§ Description of the task
Give back each of the records below word for word, with nothing altered, added, or left out.

§ Given data
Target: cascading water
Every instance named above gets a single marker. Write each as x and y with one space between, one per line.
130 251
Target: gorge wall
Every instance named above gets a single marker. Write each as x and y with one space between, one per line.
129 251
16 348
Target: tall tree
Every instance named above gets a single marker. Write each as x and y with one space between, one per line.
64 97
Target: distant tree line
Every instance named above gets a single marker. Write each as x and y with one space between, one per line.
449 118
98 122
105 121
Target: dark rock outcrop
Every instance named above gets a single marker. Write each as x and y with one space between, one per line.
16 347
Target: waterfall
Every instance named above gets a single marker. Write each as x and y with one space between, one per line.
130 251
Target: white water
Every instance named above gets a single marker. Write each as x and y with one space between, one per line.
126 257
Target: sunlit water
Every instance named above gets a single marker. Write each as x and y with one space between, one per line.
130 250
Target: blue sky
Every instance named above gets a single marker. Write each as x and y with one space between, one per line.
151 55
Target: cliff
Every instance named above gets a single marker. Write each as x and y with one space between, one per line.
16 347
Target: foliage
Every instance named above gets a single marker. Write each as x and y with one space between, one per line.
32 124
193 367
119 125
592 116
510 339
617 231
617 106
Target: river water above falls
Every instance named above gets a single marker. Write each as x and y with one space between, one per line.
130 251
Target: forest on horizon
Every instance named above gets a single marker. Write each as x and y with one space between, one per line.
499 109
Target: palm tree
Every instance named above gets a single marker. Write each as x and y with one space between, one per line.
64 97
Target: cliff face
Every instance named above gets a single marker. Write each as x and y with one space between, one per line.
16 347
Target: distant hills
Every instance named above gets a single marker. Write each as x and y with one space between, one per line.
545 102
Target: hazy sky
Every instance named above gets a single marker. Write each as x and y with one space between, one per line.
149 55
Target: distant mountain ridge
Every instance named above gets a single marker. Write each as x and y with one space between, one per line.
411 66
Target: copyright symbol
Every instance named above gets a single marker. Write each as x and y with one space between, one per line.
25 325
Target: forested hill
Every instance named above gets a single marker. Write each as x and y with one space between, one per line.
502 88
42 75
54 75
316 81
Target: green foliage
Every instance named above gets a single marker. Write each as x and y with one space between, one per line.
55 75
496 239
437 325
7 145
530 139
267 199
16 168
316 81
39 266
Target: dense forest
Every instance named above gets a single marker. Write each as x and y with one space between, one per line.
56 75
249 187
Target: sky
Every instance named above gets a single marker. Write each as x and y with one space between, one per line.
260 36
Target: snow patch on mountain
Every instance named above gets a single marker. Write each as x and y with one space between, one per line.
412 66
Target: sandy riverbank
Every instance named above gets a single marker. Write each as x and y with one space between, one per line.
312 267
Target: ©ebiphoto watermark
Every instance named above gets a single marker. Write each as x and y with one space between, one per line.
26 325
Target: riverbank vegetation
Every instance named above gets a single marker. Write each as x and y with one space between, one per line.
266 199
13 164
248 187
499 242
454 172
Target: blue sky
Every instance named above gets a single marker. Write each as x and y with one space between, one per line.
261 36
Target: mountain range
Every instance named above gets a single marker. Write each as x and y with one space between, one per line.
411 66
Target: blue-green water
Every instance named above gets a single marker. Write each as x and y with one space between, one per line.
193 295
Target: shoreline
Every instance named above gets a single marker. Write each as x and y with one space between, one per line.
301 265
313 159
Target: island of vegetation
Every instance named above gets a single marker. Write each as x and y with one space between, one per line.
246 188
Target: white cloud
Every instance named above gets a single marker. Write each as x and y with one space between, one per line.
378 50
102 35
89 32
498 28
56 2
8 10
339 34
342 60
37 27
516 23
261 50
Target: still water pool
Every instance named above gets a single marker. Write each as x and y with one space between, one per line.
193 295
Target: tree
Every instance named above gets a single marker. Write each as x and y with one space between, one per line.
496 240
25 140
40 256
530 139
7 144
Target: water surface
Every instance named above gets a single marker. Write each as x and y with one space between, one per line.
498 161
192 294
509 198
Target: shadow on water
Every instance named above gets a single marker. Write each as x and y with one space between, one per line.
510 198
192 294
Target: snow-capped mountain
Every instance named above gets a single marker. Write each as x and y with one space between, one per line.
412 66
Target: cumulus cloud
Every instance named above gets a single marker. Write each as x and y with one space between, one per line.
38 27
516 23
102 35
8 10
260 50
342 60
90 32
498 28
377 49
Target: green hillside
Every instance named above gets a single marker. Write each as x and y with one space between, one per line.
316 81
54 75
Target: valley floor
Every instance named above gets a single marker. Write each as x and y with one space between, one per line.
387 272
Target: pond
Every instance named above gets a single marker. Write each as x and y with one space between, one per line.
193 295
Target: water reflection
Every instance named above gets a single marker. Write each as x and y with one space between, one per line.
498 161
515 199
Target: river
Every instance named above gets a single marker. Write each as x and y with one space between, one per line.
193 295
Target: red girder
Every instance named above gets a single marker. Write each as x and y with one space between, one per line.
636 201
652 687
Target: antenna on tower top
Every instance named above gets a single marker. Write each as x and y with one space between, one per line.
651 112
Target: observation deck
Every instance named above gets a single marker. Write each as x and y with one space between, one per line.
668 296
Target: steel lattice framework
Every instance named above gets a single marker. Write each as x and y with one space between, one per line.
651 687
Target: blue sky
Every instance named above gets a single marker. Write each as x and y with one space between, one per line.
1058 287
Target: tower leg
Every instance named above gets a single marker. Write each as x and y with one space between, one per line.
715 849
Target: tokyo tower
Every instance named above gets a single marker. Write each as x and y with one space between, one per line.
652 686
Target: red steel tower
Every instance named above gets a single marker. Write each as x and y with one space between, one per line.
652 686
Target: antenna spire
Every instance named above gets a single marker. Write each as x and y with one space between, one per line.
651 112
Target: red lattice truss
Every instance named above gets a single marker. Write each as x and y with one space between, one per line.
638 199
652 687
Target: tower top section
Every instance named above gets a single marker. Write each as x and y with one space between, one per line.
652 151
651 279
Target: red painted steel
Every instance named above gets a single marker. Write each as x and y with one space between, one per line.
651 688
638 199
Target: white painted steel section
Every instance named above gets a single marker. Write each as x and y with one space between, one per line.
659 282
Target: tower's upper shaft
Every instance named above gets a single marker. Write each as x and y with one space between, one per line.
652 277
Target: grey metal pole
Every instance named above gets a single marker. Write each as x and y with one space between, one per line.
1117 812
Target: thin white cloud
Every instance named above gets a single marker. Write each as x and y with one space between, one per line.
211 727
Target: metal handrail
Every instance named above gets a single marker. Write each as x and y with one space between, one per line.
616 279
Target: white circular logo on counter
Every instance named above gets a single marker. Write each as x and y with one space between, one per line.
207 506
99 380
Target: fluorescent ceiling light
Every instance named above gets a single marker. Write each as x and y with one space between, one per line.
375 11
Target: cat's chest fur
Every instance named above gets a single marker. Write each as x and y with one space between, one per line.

§ Final result
Target: cascading water
Every instance named above gets a single marker. Write each as x and y with one space between, one per line.
130 251
Target: gorge wall
Every instance named above gets a single marker. Write each as x and y with one space between, one per line.
129 251
16 348
Target: tall tree
Every instance named above gets a single marker. Write each as x and y with one space between, one per line.
64 97
Target: distant tree line
Every instance named above gets a single marker. Write each as x and y with one space between, one per line.
449 118
98 122
105 121
Target: dark rock outcrop
Every instance named above gets a single marker. Write each as x and y with one space between, one per line.
16 347
Target: waterfall
Every instance named above gets a single marker. Write each as x and y with one space between, one per line.
130 251
Target: white water
Every instance named above gets a single marker. Write each as x and y with one space between, one per line.
126 257
Target: sunlit water
Every instance named above gets a single marker. Write each as x and y with one space between, one per line.
130 250
Target: blue sky
Every instance named above gets a single marker. Write each as x and y with one space between, one per line.
151 55
Target: cliff
Every instance named above gets a single marker. Write each as x and y with one space between, one per line.
16 347
Target: foliage
Every instance named above gets a single marker. Write each as x and y with one space between, one per line.
32 124
193 367
119 125
592 116
510 339
617 231
617 106
Target: river water above falls
Every instance named above gets a single marker. Write each as x and y with one space between, one per line.
130 251
Target: forest on horizon
Every instance named above gets a single marker. Write each as x and y with one space between, one per line.
499 109
Target: palm tree
Every instance named above gets a single marker. Write each as x and y with one space between, one per line.
64 97
Target: cliff face
Every instance named above gets a single marker. Write each as x and y with one space between, one per line.
16 347
Target: distant hills
Every instance named above gets a single marker. Write each as x and y with one space between, one per line.
545 102
Target: hazy sky
Every instance named above gets a single marker. Write each as x and y with one space between, one per line.
149 55
Target: distant mountain ridge
Every instance named above gets a single marker. Write each as x and y with one space between, one per line.
411 66
Target: copyright symbol
Every instance named above gets a single marker. Write each as x and y with one space between, one per line.
25 325
Target: forested hill
Every instance named above gets a single marker. Write each as x and y with one space between, one per line.
502 88
42 75
54 75
316 81
Target: green foliage
Every instance named above gets a single marker. Write each as x and y with one space between, one per line.
55 75
496 239
437 325
7 145
530 139
267 199
16 168
316 81
39 266
Target: dense forest
Every instance named above gets a single marker. Write each as x and y with one space between, one per line.
56 75
249 187
Target: sky
Every instance named above gets a single marker. Write each as x and y with one space between, one per line.
260 36
Target: snow patch on mountain
Every instance named above gets a single marker. Write each as x and y with one space between, one per line.
412 66
Target: sandy riverbank
Every instance named above gets a single marker. Write each as x and y with one space between, one per line.
312 267
Target: ©ebiphoto watermark
Every instance named above gets a single marker. Write each as x and y with one space between, one per line.
26 325
Target: riverbank vegetation
Every instance named above gets a single marker. Write each as x and y with one space between, one per line.
266 199
13 164
248 187
499 242
454 172
Target: blue sky
Every instance named above gets a single marker. Write each as x and y with one space between, one per line.
261 36
Target: mountain range
Every instance named above gets a single marker. Write each as x and y with one space between, one per line.
411 66
Target: blue-green water
Every instance named above gets a single marker. Write each as x and y with one space between, one per line.
193 295
Target: shoreline
Every instance named above gets a single marker. Write each as x and y with one space between, one per line.
301 265
313 159
Target: island of vegetation
Every instance named above gets a single marker. Write each as x and y with one space between, one per line.
246 188
Target: white cloud
Every instance named above gets a single marker. Write each as x and y with one space between, one per line.
378 50
102 35
89 32
498 28
56 2
8 10
339 34
342 60
37 27
516 23
261 50
Target: still water pool
Every instance named above gets a single marker. Write each as x and y with one space between, one per line.
193 295
Target: tree
Every instance named above gets a single marker. Write each as x and y with one space between, one per line.
496 240
25 140
40 256
530 139
7 144
Target: water surface
Every instance named above gets a single marker. Write each as x and y with one space between, one per line.
498 161
192 294
509 198
Target: shadow on water
Every instance named above gets a single marker. Write each as x and y with one space between, one per line.
510 198
192 294
Target: snow-capped mountain
Every instance named above gets a single marker. Write each as x and y with one space between, one per line.
412 66
Target: cumulus cloud
Every instance named above gets a single marker. Write each as x and y with one space between, one per line.
38 27
516 23
102 35
8 10
260 50
342 60
90 32
498 28
377 49
Target: green hillside
Every instance named above gets a single marker. Write each as x and y with one space between, one per line.
316 81
54 75
Target: valley floor
Every instance named above gets a single marker. Write each as x and y with one space between, one per line.
387 272
Target: pond
Every instance named above gets a single marker. Write each as x and y with one space between, one per line.
193 295
Target: water reflection
Every instance named above gets a single marker. Write each as x and y with one space between, one per line.
498 161
515 199
Target: river
Every instance named above gets a single marker. Write each as x and y with one space between, one per line.
193 295
Target: red girder
Every instance named above gets a single marker. Write each as x and y with one space between, one per line.
636 201
652 687
Target: antenna on tower top
Every instance named above gets a single marker. Write each as x and y with one space between, one per line.
651 112
Target: observation deck
Every instance named above gets a single marker. Write each as x and y with one space between, one per line.
668 296
Target: steel lattice framework
Every instance named above gets a single marker. Write each as x and y with one space between, one per line.
651 687
Target: blue sky
Every instance named above gets a single marker. Write each as x and y with one space between, one per line.
1058 287
Target: tower leg
Every instance named above gets a single marker. Write each as x and y with one space between, one per line.
715 849
Target: tokyo tower
Every instance named above gets a single marker. Write each as x and y with one space between, one per line.
652 686
Target: red steel tower
Every instance named above gets a single marker. Write each as x and y with one space between, one per line.
652 686
Target: antenna spire
Every instance named above gets a single marker. Write each as x and y with one space between, one per line.
651 112
Target: red lattice truss
Every instance named above gets a single marker. Write each as x and y with one space between, one per line.
638 199
652 687
Target: tower top section
Every instance named above gets a single marker. Write each as x and y with one space between, one per line.
652 151
651 279
Target: red painted steel
Every instance named above gets a single marker. Write each as x and y with one space between, one per line.
651 688
638 199
Target: white painted steel section
Every instance named above gets a single marker. Write each as x and y with one space between, one per line.
659 282
Target: tower's upper shaft
Every instance named above gets a single marker. Write each as x and y with one space between, one per line.
652 277
Target: grey metal pole
Every instance named above gets a single marker. Write each as x and y with one space between, one per line.
1117 812
Target: thin white cloud
Every instance named above gets a single marker. Write each as x and y with one space between, one per line.
211 727
Target: metal handrail
Every instance named above gets a single marker. Write each as x and y with one space between, one per line.
616 279
Target: white circular logo on counter
Every instance named above gets a single marker. Write each as x and y with one space between, one per line.
207 506
99 380
Target: fluorescent ceiling light
Every instance named above gets a single marker. Write each as x and y with one space between, one per line.
375 11
Target: cat's chest fur
Every instance named above gets a single marker. Write each as x and y with one space between, one per line.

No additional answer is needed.